> EXERCISE INSTRUCTIONS:
After locating the line with "Target: group of people on path" in the entries below, set down exactly that line and each one after it to the end, skipping pictures.
>>>
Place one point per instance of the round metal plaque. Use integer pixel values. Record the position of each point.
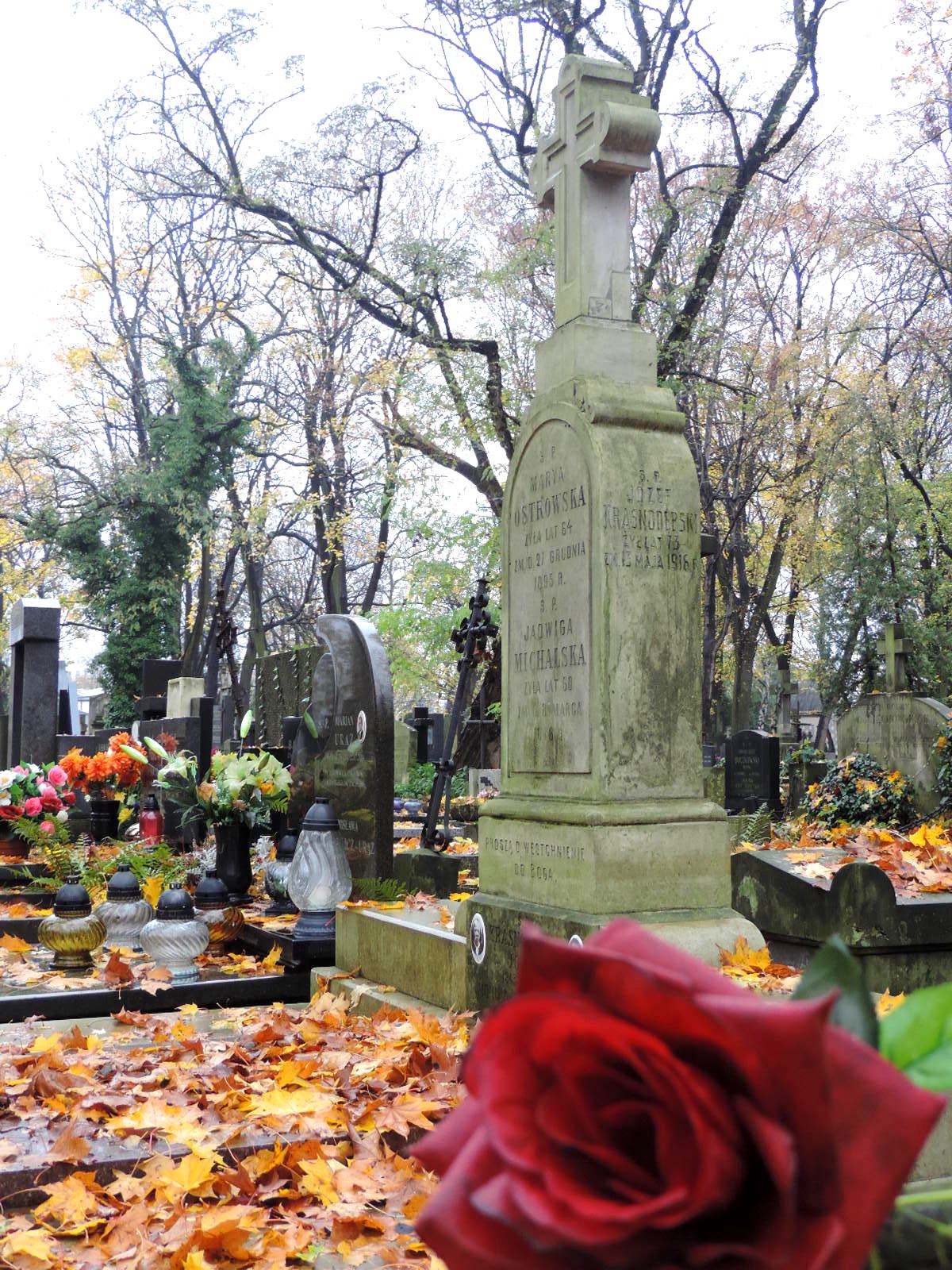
(478, 939)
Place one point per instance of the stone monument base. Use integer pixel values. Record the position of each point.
(701, 933)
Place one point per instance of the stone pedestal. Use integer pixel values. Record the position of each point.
(602, 808)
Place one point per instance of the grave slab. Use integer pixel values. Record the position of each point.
(904, 943)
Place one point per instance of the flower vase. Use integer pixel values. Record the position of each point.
(13, 848)
(232, 860)
(103, 818)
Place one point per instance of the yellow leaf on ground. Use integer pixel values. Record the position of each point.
(29, 1249)
(14, 944)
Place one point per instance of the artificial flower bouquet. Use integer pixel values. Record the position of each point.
(35, 794)
(240, 787)
(109, 774)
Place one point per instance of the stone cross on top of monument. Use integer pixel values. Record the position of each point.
(605, 135)
(895, 649)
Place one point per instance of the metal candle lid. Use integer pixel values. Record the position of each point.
(287, 846)
(321, 816)
(73, 899)
(175, 906)
(211, 892)
(124, 886)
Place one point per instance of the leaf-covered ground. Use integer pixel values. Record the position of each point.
(918, 861)
(266, 1137)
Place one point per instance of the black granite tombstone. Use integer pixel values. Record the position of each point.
(35, 679)
(431, 732)
(753, 772)
(344, 745)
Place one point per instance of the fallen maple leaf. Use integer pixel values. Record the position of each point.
(14, 944)
(69, 1147)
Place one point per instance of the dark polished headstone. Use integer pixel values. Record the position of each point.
(344, 746)
(35, 681)
(753, 772)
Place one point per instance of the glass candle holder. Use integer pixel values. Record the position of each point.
(74, 933)
(276, 876)
(124, 912)
(321, 876)
(175, 937)
(213, 907)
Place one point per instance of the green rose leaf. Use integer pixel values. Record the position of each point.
(917, 1038)
(835, 969)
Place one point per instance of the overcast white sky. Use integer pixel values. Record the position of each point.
(59, 60)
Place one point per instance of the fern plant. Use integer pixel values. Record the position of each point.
(385, 891)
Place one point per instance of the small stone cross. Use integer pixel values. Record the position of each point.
(605, 135)
(895, 648)
(786, 695)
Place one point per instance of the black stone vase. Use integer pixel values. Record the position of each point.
(103, 818)
(232, 860)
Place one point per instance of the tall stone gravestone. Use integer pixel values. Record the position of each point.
(35, 681)
(895, 727)
(602, 810)
(344, 746)
(752, 772)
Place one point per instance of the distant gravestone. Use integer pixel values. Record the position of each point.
(344, 746)
(35, 681)
(282, 689)
(900, 732)
(404, 751)
(156, 673)
(753, 772)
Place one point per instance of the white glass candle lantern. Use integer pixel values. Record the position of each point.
(175, 937)
(321, 874)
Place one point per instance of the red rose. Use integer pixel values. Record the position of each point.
(632, 1108)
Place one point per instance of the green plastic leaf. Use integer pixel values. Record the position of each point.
(835, 969)
(917, 1038)
(156, 749)
(133, 753)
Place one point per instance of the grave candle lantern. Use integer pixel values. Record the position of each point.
(125, 911)
(213, 907)
(276, 876)
(175, 937)
(150, 821)
(74, 933)
(321, 876)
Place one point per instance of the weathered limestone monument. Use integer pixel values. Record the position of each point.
(602, 810)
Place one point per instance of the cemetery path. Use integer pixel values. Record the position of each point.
(224, 1137)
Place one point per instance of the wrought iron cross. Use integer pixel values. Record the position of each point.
(605, 135)
(473, 641)
(894, 648)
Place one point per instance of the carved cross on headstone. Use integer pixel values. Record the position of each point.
(605, 135)
(895, 648)
(785, 729)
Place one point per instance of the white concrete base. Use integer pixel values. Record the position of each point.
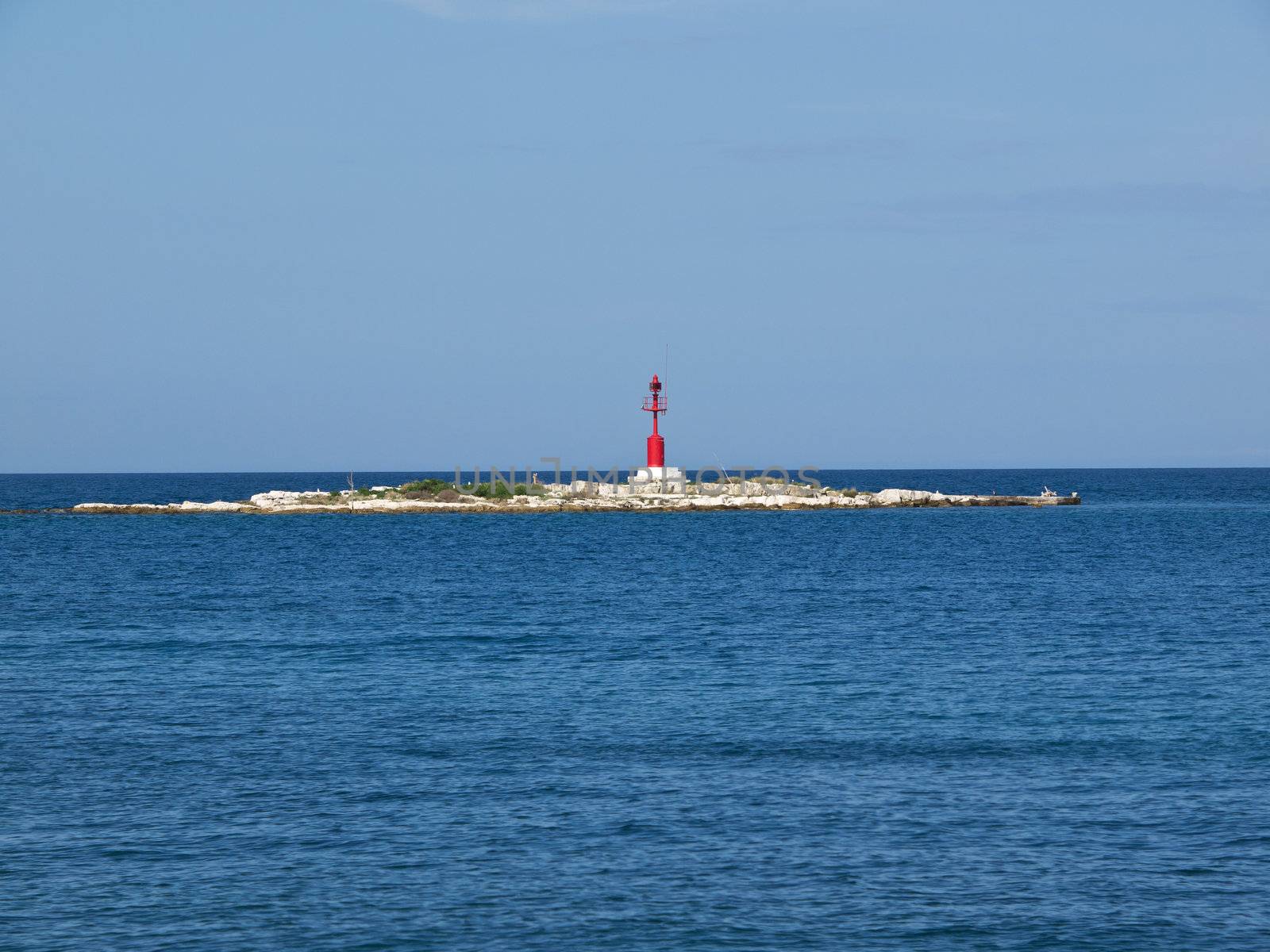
(658, 479)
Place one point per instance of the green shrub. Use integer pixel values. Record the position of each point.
(425, 486)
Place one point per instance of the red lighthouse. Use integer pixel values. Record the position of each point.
(657, 476)
(656, 405)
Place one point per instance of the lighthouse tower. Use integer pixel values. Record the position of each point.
(657, 476)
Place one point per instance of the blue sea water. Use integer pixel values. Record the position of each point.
(918, 729)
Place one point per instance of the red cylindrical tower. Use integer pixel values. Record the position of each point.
(656, 405)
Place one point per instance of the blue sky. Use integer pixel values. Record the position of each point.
(376, 234)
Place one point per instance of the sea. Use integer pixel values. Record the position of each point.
(911, 729)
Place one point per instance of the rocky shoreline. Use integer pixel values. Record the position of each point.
(565, 498)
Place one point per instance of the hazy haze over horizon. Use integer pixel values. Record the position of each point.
(416, 234)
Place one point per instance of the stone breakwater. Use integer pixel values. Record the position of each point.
(575, 498)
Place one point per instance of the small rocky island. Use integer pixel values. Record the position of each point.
(577, 497)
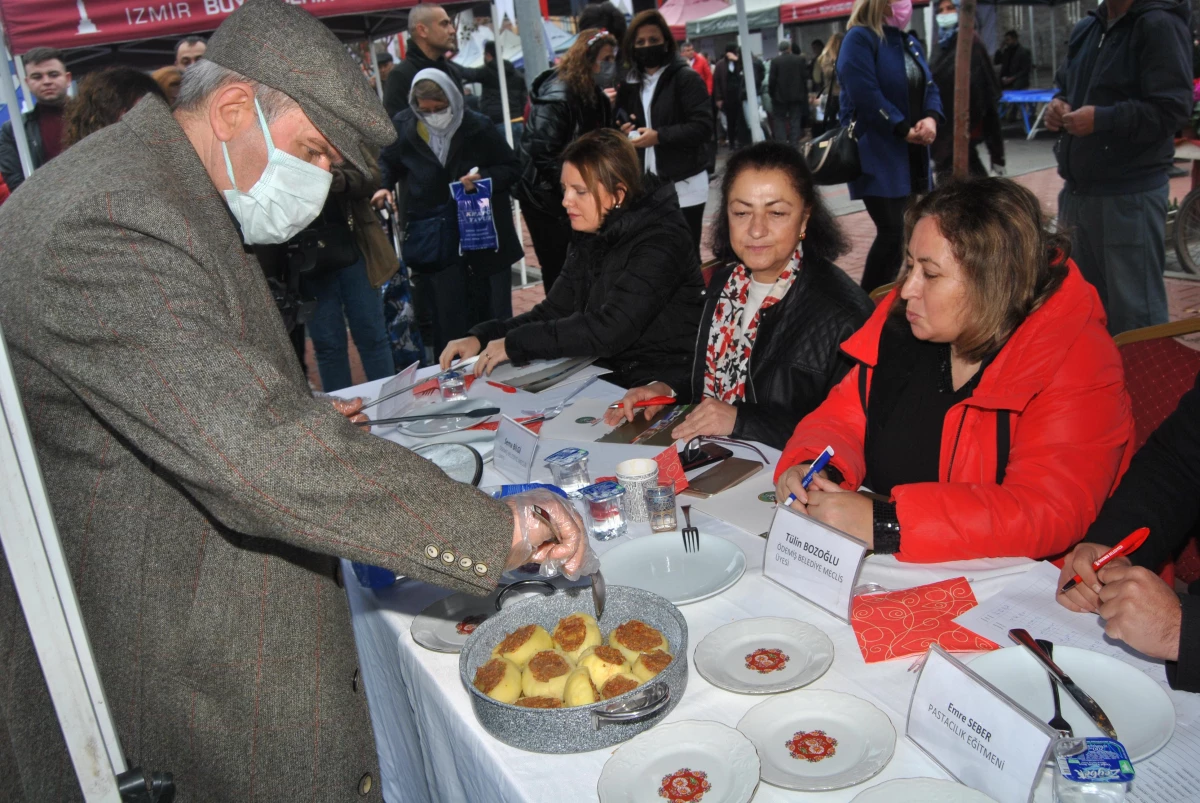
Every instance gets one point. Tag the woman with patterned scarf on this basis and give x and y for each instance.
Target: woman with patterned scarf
(767, 351)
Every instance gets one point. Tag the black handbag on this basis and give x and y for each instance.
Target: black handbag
(833, 156)
(431, 243)
(327, 246)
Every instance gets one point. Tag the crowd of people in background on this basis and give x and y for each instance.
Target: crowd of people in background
(981, 396)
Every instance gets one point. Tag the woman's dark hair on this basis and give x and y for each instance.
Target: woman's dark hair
(103, 97)
(1011, 261)
(823, 238)
(606, 159)
(575, 66)
(649, 17)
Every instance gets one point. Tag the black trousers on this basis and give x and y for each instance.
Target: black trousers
(551, 238)
(887, 251)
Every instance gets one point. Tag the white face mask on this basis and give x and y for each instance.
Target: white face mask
(286, 198)
(439, 120)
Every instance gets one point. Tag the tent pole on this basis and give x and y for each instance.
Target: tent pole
(1054, 45)
(9, 97)
(961, 121)
(508, 129)
(748, 73)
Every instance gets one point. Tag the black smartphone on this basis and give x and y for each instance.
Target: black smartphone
(709, 454)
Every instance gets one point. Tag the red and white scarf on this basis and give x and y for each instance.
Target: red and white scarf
(730, 342)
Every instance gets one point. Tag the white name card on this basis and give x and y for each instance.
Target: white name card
(814, 559)
(515, 450)
(397, 405)
(975, 731)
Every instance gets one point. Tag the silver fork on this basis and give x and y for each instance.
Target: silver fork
(690, 534)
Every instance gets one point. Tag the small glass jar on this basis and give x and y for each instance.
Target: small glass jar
(453, 385)
(660, 505)
(1091, 771)
(606, 510)
(569, 467)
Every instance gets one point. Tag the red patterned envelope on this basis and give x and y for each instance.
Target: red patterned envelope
(671, 469)
(903, 623)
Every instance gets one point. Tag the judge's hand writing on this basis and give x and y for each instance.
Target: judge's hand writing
(459, 349)
(846, 510)
(790, 481)
(1086, 594)
(709, 417)
(493, 355)
(627, 412)
(1140, 610)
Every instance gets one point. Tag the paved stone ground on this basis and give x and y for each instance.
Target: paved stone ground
(1036, 157)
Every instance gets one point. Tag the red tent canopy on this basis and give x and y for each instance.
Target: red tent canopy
(810, 11)
(89, 23)
(679, 12)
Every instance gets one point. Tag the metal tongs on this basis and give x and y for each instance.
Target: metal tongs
(599, 588)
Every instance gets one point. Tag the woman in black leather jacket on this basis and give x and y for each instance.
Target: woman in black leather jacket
(564, 103)
(671, 114)
(630, 293)
(768, 347)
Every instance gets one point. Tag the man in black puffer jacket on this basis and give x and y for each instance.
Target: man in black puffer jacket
(1125, 90)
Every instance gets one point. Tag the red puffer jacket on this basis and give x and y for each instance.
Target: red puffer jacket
(1061, 383)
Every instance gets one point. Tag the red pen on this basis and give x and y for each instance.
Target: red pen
(1127, 545)
(648, 402)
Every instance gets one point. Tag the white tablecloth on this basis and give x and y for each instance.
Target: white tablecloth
(432, 749)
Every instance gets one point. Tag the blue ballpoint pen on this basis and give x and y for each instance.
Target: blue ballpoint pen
(817, 465)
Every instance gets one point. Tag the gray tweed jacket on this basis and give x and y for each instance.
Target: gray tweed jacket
(201, 492)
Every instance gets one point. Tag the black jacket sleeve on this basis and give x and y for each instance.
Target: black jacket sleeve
(10, 160)
(1165, 77)
(695, 127)
(1162, 491)
(634, 300)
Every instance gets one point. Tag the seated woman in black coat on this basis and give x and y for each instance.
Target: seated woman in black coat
(767, 352)
(630, 292)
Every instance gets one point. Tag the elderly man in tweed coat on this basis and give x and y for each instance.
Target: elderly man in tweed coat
(201, 491)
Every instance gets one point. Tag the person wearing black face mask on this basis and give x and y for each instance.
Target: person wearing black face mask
(670, 118)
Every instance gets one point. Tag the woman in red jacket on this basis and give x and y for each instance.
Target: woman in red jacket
(988, 407)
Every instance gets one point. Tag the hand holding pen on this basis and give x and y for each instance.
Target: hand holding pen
(814, 469)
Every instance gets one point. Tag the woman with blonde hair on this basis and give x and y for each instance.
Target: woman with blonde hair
(630, 293)
(565, 102)
(987, 409)
(888, 91)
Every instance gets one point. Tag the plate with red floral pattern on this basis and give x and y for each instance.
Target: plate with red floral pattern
(763, 655)
(814, 741)
(691, 761)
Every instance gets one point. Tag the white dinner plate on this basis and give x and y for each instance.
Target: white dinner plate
(814, 741)
(445, 625)
(1139, 708)
(763, 655)
(658, 563)
(682, 761)
(922, 790)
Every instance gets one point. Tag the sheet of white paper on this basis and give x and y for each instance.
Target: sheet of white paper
(1029, 601)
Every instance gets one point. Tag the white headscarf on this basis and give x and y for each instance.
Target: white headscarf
(439, 137)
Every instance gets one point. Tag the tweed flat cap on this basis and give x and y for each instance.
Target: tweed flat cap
(287, 48)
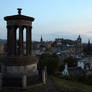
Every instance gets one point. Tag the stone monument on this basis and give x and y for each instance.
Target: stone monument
(17, 67)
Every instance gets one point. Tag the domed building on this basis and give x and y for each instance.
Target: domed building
(18, 66)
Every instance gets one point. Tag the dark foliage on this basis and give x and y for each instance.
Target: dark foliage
(51, 61)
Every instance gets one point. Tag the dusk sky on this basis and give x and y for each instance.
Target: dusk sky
(53, 18)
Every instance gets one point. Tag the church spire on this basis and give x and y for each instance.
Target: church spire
(41, 39)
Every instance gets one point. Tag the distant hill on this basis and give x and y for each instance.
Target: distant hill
(3, 41)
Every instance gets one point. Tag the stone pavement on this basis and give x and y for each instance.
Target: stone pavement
(49, 87)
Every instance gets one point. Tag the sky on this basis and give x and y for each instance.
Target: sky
(53, 18)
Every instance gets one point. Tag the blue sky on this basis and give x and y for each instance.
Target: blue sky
(53, 18)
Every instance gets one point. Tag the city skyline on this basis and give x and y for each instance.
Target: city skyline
(53, 19)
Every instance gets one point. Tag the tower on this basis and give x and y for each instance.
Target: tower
(41, 39)
(18, 68)
(21, 22)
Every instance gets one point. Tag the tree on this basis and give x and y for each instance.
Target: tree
(50, 61)
(70, 61)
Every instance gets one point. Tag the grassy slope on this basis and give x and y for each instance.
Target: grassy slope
(69, 86)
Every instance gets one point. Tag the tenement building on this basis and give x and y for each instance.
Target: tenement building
(18, 66)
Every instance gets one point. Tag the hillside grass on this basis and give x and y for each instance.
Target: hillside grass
(70, 86)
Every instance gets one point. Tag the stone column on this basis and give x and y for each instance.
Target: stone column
(28, 41)
(21, 40)
(0, 80)
(11, 40)
(24, 81)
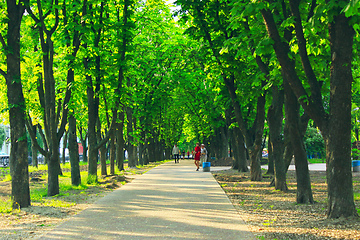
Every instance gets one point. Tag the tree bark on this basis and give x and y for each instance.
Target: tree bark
(335, 125)
(65, 142)
(304, 193)
(338, 134)
(132, 153)
(19, 153)
(239, 150)
(120, 143)
(74, 151)
(276, 143)
(112, 154)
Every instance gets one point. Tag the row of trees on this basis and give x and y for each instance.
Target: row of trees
(117, 76)
(293, 57)
(124, 75)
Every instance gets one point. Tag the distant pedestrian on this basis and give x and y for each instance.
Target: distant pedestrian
(175, 153)
(197, 156)
(203, 155)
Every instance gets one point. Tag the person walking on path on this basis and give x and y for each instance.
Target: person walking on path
(203, 154)
(197, 156)
(175, 153)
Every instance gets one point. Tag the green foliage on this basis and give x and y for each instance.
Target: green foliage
(6, 206)
(2, 135)
(91, 179)
(314, 142)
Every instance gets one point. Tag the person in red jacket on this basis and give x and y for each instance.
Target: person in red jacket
(197, 156)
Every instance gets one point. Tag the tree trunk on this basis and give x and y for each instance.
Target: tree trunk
(239, 150)
(304, 193)
(112, 154)
(20, 192)
(65, 139)
(276, 143)
(74, 152)
(34, 155)
(103, 160)
(132, 155)
(271, 165)
(120, 144)
(338, 135)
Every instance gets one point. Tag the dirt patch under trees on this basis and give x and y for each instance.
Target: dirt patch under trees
(272, 214)
(45, 214)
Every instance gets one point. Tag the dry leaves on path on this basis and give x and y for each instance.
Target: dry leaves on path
(272, 214)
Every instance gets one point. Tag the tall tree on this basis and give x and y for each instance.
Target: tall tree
(18, 154)
(335, 125)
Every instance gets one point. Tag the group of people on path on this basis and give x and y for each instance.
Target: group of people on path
(200, 154)
(177, 153)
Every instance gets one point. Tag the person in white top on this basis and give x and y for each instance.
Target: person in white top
(175, 153)
(203, 155)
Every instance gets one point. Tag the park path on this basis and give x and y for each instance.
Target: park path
(171, 201)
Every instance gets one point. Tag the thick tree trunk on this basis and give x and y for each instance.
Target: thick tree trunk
(65, 139)
(276, 143)
(271, 165)
(103, 160)
(239, 150)
(34, 155)
(19, 153)
(112, 154)
(74, 152)
(53, 170)
(120, 143)
(304, 193)
(338, 134)
(132, 153)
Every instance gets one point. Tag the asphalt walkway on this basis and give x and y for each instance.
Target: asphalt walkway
(171, 201)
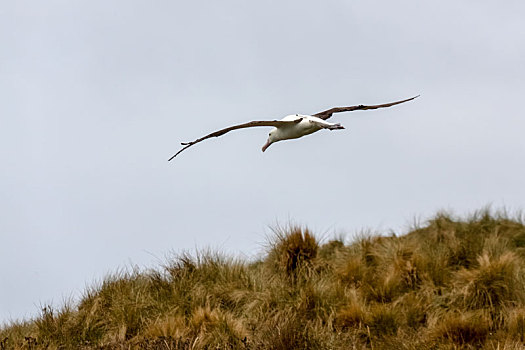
<<<
> FINISHED TASK:
Target: group of people on path
(200, 154)
(177, 153)
Every instance gets one point. Tag the person in white top on this basis and give x and y for each instance.
Target: person in white top
(175, 153)
(203, 155)
Every instance gets one point. Tag the park path on this basis and give x and y for each instance.
Target: park path
(171, 201)
Every instance gets one point. Tag the thick tree trunk on this basis and give x and y for each instance.
Target: thick tree trunk
(65, 139)
(276, 143)
(271, 165)
(103, 160)
(239, 150)
(34, 155)
(19, 153)
(112, 154)
(74, 152)
(53, 170)
(120, 143)
(304, 193)
(338, 134)
(132, 153)
Every instance gets one point. Tag the asphalt walkway on this basis and give x and y for each instance.
Target: asphalt walkway
(171, 201)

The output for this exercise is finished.